**Exercícios propostos:**
- 1) Liste todos os achados da polissonografia da criança descritos no trecho sobre apneia do sono.
- 2) Redigite o trecho sobre apneia do sono começando em "Alguns pacientes continuam" e terminando em "estrutural ou funcional.".
- 3) Segundo o trecho sobre apneia do sono, depois de quantas semanas de pós-operatório deve ser solicitada uma nova polissonografia?

**Trecho do documento:**
Alguns pacientes continuam a roncar e ter
apneias após a cirurgia. Nestes casos, a hipertrofia adenoamigdaliana pode ser apenas um fator
exacerbador em pacientes que tem alguma outra anomalia estrutural ou funcional.
Uma nova polissonografia deverá ser solicitada após 8 semanas de pós operatório.
CASO CLÍNICO
Criança de 9 anos, sexo masculino, realizou
adenoamigdalectomia aos 4 anos e referia ausência de ronco desde então. Foi à
consulta devido à dificuldade de aprendizado significativa, necessidade de
acompanhamento psicopedagógico, apatia sinais compatíveis com déficit de
atenção sem hiperatividade. Foi iniciado tratamento com metilfenidato com pouca
resposta. A anamnese do sono evidenciou sonolência diurna, ausência de ronco, sono perturbado,
inquieto, presença de despertares e a opção da própria criança de dormir com dois
travesseiros. Ao exame clínico evidenciou-se micrognatia. A
polissonografia, (abaixo), evidenciou índice de 12 apnéias/hipopnéias por hora,
20 microdespertares por hora, saturação mínima de 85% e redução na proporção
das fases IV e REM do sono. O quadro foi considerado grave pelos parâmetros
polissonográficos infantis. Foi indicado o uso do CPAP até que se estudasse
melhor a possibilidade de cirurgia bucomaxilofacial .

**Material fornecido:**

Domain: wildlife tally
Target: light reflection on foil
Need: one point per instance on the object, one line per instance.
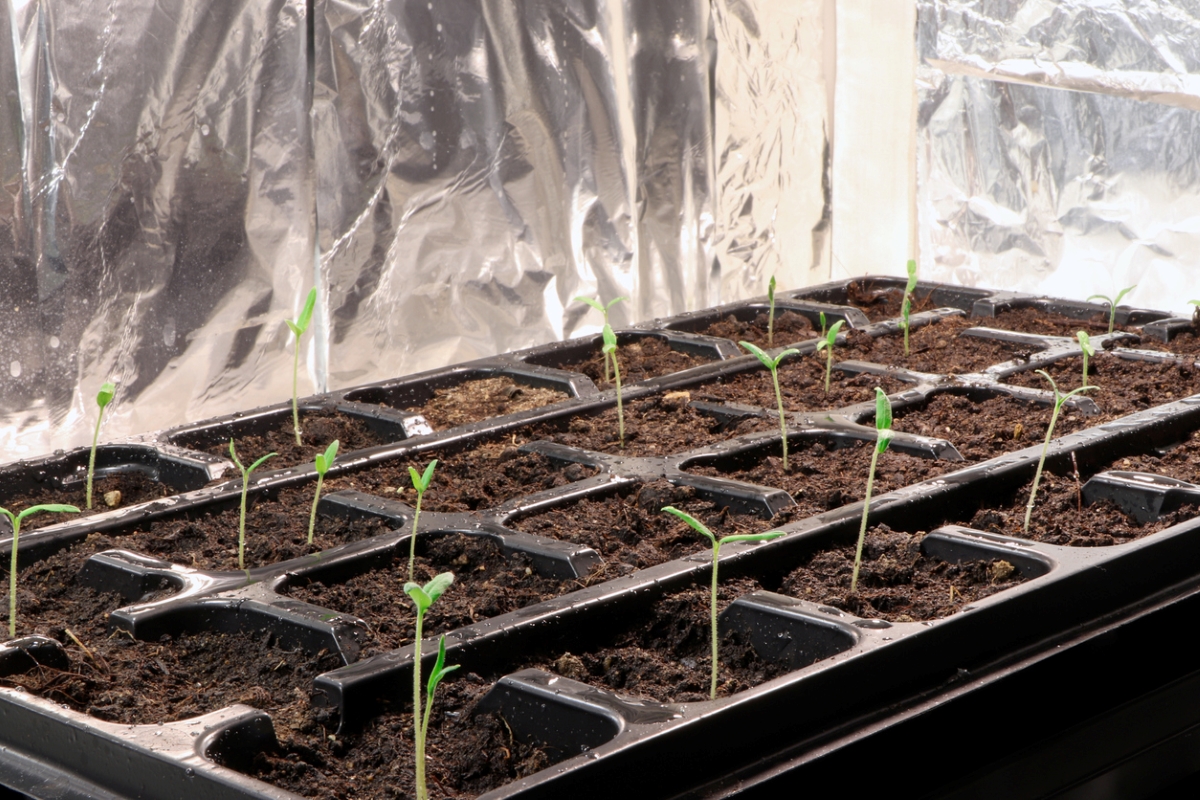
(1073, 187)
* * *
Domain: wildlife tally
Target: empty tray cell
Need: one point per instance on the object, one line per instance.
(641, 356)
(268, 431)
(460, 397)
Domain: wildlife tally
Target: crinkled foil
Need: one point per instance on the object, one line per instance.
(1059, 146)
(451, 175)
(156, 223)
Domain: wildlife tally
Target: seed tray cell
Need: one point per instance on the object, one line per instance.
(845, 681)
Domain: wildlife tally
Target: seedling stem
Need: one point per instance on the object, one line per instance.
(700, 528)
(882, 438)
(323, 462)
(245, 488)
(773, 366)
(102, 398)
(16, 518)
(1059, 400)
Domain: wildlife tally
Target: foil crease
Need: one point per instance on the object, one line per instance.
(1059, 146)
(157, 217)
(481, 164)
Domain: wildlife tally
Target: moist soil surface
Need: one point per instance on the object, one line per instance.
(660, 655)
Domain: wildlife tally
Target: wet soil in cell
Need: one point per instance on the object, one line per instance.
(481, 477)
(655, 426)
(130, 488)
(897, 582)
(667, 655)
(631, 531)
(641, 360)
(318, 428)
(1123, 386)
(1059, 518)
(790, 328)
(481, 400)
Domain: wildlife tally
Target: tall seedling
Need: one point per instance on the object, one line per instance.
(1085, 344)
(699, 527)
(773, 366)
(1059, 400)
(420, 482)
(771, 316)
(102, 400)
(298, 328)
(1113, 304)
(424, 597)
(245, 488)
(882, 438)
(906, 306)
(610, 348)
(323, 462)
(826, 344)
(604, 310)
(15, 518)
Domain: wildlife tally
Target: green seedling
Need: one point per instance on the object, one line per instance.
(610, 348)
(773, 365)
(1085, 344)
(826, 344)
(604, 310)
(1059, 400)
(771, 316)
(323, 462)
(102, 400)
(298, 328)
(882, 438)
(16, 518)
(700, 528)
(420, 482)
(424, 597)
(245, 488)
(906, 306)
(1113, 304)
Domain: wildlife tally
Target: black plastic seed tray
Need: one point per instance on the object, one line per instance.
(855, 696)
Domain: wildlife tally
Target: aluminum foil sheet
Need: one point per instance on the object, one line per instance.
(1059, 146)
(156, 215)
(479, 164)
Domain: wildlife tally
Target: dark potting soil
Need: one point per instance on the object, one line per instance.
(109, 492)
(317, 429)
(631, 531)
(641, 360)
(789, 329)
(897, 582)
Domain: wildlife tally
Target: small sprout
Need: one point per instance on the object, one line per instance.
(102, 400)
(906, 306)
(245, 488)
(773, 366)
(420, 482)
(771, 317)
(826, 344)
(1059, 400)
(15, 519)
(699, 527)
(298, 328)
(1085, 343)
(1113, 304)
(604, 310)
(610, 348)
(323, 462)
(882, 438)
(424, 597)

**Gabarito:**
- 1)
- Índice de 12 apneias/hipopneias por hora
- 20 microdespertares por hora
- Saturação mínima de 85%
- Redução na proporção das fases IV e REM do sono

- 2)
Alguns pacientes continuam a roncar e ter
apneias após a cirurgia. Nestes casos, a hipertrofia adenoamigdaliana pode ser apenas um fator
exacerbador em pacientes que tem alguma outra anomalia estrutural ou funcional.

- 3) Após 8 semanas.